■ **Document passage**:
* * *
Theorem F.1. Let $x^{(1)}, \ldots, x^{(n)} \overset{\text{iid}}{\sim} \mathcal{N}(\mu, \sigma^2)$ . Then:

\frac{(n-1)s^2}{\sigma^2} = \frac{\sum_{i=1}^n (x^{(i)} - \bar{x})^2}{\sigma^2} \sim \chi^2_{n-1}

and this is independent of $\bar{x}$ .

Proof sketch. Write $\sum(x^{(i)}-\bar{x})^2/\sigma^2 = \sum(z^{(i)}-\bar{z})^2$ where $z^{(i)} = (x^{(i)}-\mu)/\sigma \overset{\text{iid}}{\sim} \mathcal{N}(0,1)$ . The quadratic form $\sum(z^{(i)}-\bar{z})^2$ equals $\mathbf{z}^\top(I - \frac{1}{n}\mathbf{1}\mathbf{1}^\top)\mathbf{z}$ , a projection of $\mathbf{z}$ onto the $(n-1)$ -dimensional subspace orthogonal to $\mathbf{1}$ . By the spectral theorem for Gaussian quadratic forms, this has a $\chi^2_{n-1}$ distribution. Independence from $\bar{x}$ (a function of $\mathbf{1}^\top\mathbf{z}$ ) follows from the orthogonality.

The $n-1$ degrees of freedom arise because estimating $\mu$ by $\bar{x}$ removes one degree of freedom from the $n$ deviations $x^{(i)}-\bar{x}$ (they sum to zero, so only $n-1$ are free).

F.3 Student's $t$ Distribution

Definition. If $Z \sim \mathcal{N}(0,1)$ and $V \sim \chi^2_\nu$ independently, then $T = Z/\sqrt{V/\nu} \sim t_\nu$ .
* * *
■ **Data supplied**:

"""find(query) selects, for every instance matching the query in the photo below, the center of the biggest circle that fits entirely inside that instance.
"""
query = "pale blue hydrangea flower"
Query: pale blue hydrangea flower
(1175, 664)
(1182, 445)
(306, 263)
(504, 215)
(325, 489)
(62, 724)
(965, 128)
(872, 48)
* * *
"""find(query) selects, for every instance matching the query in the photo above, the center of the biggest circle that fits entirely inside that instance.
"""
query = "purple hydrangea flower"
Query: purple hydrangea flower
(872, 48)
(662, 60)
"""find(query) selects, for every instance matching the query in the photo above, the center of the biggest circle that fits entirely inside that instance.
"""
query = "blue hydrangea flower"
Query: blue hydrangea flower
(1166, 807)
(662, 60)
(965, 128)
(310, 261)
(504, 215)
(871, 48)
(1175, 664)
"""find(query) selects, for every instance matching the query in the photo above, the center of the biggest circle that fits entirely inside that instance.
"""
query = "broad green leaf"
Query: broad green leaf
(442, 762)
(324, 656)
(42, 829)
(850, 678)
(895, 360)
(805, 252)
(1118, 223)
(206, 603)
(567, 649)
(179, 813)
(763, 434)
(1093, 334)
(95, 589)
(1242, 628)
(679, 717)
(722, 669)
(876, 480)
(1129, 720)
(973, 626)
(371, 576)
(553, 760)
* * *
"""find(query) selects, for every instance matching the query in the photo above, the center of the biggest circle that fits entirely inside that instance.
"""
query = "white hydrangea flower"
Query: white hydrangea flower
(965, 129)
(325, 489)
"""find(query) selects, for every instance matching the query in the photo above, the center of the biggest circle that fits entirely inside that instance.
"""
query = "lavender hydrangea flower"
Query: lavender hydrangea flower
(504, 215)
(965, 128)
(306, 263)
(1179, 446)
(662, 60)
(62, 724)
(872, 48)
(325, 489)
* * *
■ **Requirements**:
A. In the passage on sampling distributions, why are only n−1 of the deviations free?
B. Repeat the part of the passage on sampling distributions between "The $n-1$ degrees" and "only $n-1$ are free).", inclusive.
C. Carry on the passage on sampling distributions, starting after its final sentence.

■ **Exercise answers**:
A. The deviations sum to zero because μ is estimated by the sample mean, which removes one degree of freedom from the n deviations.

B.
The $n-1$ degrees of freedom arise because estimating $\mu$ by $\bar{x}$ removes one degree of freedom from the $n$ deviations $x^{(i)}-\bar{x}$ (they sum to zero, so only $n-1$ are free).

C.
Application to Gaussian mean. With $Z = (\bar{x}-\mu)/(\sigma/\sqrt{n}) \sim \mathcal{N}(0,1)$ and $V = (n-1)s^2/\sigma^2 \sim \chi^2_{n-1}$ (independent of $Z$ ):

T = \frac{\bar{x}-\mu}{s/\sqrt{n}} = \frac{Z}{\sqrt{V/(n-1)}} \sim t_{n-1}

This is exact for all $n \geq 2$ - no large-sample approximation needed. The $t$ -distribution is symmetric, bell-shaped, heavier-tailed than the Gaussian, and converges to $\mathcal{N}(0,1)$ as $\nu \to \infty$ .

Quantiles comparison:

$\alpha$ (two-sided)	$z_{\alpha/2}$	$t_{9, \alpha/2}$	$t_{29, \alpha/2}$
10%	1.645	1.833	1.699
5%	1.960	2.262	2.045
1%	2.576	3.250	2.756

The $t$ -distribution with small df requires wider intervals to achieve the same coverage - reflecting the additional uncertainty from estimating $\sigma$ .

F.4 The $F$ Distribution

Definition. If $U \sim \chi^2_m$ and $V \sim \chi^2_n$ independently, then $F = (U/m)/(V/n) \sim F_{m,n}$ .

Application. Comparing variances: $s_1^2/s_2^2 \cdot (\sigma_2^2/\sigma_1^2) \sim F_{n_1-1, n_2-1}$ . Testing equality of variances $H_0: \sigma_1^2 = \sigma_2^2$ : $F_{\text{obs}} = s_1^2/s_2^2 \sim F_{n_1-1, n_2-1}$ under $H_0$ .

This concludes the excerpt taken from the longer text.